--- Texte extrait ---

Des principales composantes de la société civile haïtienne aujourd’hui.

Il est nécessaire d’identifier les différentes composantes de la société civile haïtienne aujourd’hui, la situation réelle de chacune d’elles et préciser le rôle qu’elles peuvent jouer individuelle et collectivement dans le processus de reconstruction du pays. Ce qui est impossible dans le cadre de cette réflexion. Nous nous limiterons à les énumérer et à émettre des considérations seulement sur quelques-unes d’entre elles qui nous paraissent incontournables. Les principales entités collectives qui forment la société civile haïtienne se présentent aujourd’hui comme suit : les associations communautaires rurales et urbaines, les syndicats, les groupements religieux, socioprofessionnels, les organisations de charité, les organisations non gouvernementales, les groupes de défense des droits des femmes, les associations patronales, les organismes de défense des droits humains en général etc.

II.- Société civile haïtienne et reconstruction nationale aujourd’hui

Quel doit être le rôle de chacune de ces principales composantes de la société civile haïtienne dans un projet de reconstruction de la nation aujourd’hui? La principale cause de l’échec des plans antérieurs réside dans le fait qu’ils ont été toujours élaborés en vase clos, dans les bureaux des experts, en dehors de toute participation effective des principaux concernés. Nous devons partir aujourd’hui d’une approche participative. Compte tenu des contradictions inhérentes à la vie sociale, tel que nous venons de le mentionner, il est difficile d’élaborer et de mettre en œuvre un projet de société qui concilie les intérêts de tous. Il s’agit, dans le cadre de notre réflexion, d’envisager les grandes lignes d’un projet susceptible de créer un large consensus entre les principaux acteurs, d’aboutir à un équilibre social qui garantisse à la fois le bien-être collectif et les intérêts légitimes de chacun. Ce projet doit s’inspirer de notre patrimoine historique et culturel, des principes fondateurs de la nationalité haïtienne cristallisés notamment dans la Charte Fondamentale du pays, en l’occurrence la Constitution de 1987 de la République d’Haïti.

--- Données fournies ---

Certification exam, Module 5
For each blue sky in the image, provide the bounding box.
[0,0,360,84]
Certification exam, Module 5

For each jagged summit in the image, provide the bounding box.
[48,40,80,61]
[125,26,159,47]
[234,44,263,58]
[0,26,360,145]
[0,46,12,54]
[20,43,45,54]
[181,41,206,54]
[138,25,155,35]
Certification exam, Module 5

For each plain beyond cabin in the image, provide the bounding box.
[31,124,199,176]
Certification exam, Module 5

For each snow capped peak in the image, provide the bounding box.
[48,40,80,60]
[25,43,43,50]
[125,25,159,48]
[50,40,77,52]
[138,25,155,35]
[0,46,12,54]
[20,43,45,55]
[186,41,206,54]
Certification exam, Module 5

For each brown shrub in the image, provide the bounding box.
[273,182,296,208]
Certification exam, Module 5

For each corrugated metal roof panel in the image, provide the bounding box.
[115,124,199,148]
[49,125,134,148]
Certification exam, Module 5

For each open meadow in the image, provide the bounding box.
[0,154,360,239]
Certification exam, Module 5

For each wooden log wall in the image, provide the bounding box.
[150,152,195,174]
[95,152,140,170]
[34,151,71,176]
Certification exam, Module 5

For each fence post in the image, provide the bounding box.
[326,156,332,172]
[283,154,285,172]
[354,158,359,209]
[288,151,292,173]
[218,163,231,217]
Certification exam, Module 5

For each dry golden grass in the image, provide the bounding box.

---
--- Données fournies ---

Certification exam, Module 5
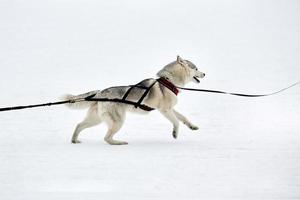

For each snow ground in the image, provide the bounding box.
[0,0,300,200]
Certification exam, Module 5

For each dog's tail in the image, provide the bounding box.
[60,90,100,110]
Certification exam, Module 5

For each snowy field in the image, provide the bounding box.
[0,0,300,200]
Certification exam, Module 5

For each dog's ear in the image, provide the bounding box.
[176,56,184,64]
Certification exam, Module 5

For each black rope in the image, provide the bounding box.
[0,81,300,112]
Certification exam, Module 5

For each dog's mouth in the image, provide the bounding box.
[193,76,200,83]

---
--- Données fournies ---

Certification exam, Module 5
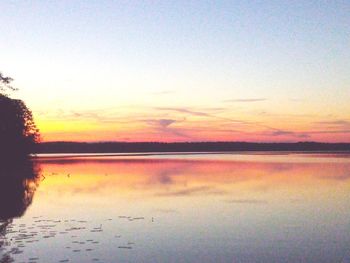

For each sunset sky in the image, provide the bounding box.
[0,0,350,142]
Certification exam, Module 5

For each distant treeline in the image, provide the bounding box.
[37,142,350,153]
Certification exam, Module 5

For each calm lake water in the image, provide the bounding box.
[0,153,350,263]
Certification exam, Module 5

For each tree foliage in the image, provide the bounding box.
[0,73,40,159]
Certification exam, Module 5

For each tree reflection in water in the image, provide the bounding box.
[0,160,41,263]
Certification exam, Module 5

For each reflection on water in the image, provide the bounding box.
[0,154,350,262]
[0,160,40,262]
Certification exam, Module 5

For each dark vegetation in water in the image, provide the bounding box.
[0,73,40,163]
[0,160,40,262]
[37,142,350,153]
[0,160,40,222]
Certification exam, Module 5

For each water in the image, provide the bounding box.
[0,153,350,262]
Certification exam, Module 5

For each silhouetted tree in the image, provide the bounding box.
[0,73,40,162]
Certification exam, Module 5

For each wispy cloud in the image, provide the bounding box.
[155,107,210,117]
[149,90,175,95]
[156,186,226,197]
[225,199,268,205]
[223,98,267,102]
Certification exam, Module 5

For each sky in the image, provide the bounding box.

---

Consignes:
A. Réécrivez sous forme de liste à puces le paragraphe du texte sur la société civile haïtienne qui commence par « Il est nécessaire d’identifier », en conservant ses faits principaux.
B. Indiquez si chacun des énoncés suivants est conforme au texte sur la société civile haïtienne en répondant par oui ou par non, puis citez les mots du texte qui tranchent la question. (i) Les plans antérieurs ont échoué parce qu’ils ont été conçus sans la participation des principaux concernés. (ii) Le texte examine en détail chacune des composantes de la société civile haïtienne. (iii) Le projet de reconstruction doit s’inspirer de la Constitution de 1987.
C. Donnez la suite du texte sur la société civile haïtienne en partant de sa dernière phrase.
Les items proviennent d’une source distincte du texte.

Réponses attendues:
A.
- Il faudrait identifier les composantes de la société civile haïtienne, la situation réelle de chacune et le rôle, individuel et collectif, qu’elles peuvent jouer dans la reconstruction du pays, ce qui est impossible dans le cadre de cette réflexion.
- La réflexion se limite donc à les énumérer et à commenter seulement quelques-unes d’entre elles, jugées incontournables.
- Principales entités : associations communautaires rurales et urbaines, syndicats, groupements religieux et socioprofessionnels, organisations de charité, organisations non gouvernementales, groupes de défense des droits des femmes, associations patronales, organismes de défense des droits humains en général.

B.
(i) Oui : « La principale cause de l’échec des plans antérieurs réside dans le fait qu’ils ont été toujours élaborés en vase clos, dans les bureaux des experts, en dehors de toute participation effective des principaux concernés. »
(ii) Non : « Nous nous limiterons à les énumérer et à émettre des considérations seulement sur quelques-unes d’entre elles qui nous paraissent incontournables. »
(iii) Oui : « Ce projet doit s’inspirer de notre patrimoine historique et culturel, des principes fondateurs de la nationalité haïtienne cristallisés notamment dans la Charte Fondamentale du pays, en l’occurrence la Constitution de 1987 de la République d’Haïti. »

C.
Chacune des entités citées ci-devant a une contribution spécifique à apporter. Les associations communautaires ont un rôle-clé à jouer. Il faut certes distinguer les véritables associations communautaires, des «Organisations Populaires» et des «base» qui sont des organisations souvent criminelles et au service exclusif de secteurs politiques déterminés; des «association-bidon» qui émergent de toute part pour défendre des intérêts individuels mesquins de leaders opportunistes, sans aucune insertion réelle dans la société. Les associations communautaires haïtiennes, en grande majorité, sont fragiles; elles sont très peu structurées et exposées continuellement à la manipulation, à cause de la situation de grande pauvreté de leurs leaders et de leurs membres; elles ont très peu de capacité à s’insérer dans des réseaux locaux, régionaux et nationaux etc. Mais leur force vient surtout de leur proximité avec la population. Très actives dans les milieux suburbain et rural, elles représentent les principaux mécanismes de survie pour une grande partie de la population pauvre; elles expriment ses aspirations, sa culture, ses multiples formes de résistance sociale, économique, politique etc. Depuis 1986, ces associations ont joué un rôle très important sur la cène sociale et politique. Aucune véritable reconstruction du pays ne peut se faire sans leur participation effective. Elles sont même garantes de la réussite de tout vrai projet de société en Haïti aujourd’hui. Jusqu’à présent elles sont absentes dans les différentes interventions d’urgence et certainement exclues des les processus de prise de décisions tant au niveau du gouvernement haïtien que dans les organisations internationales et les organisations non gouvernementales haïtiennes et étrangères.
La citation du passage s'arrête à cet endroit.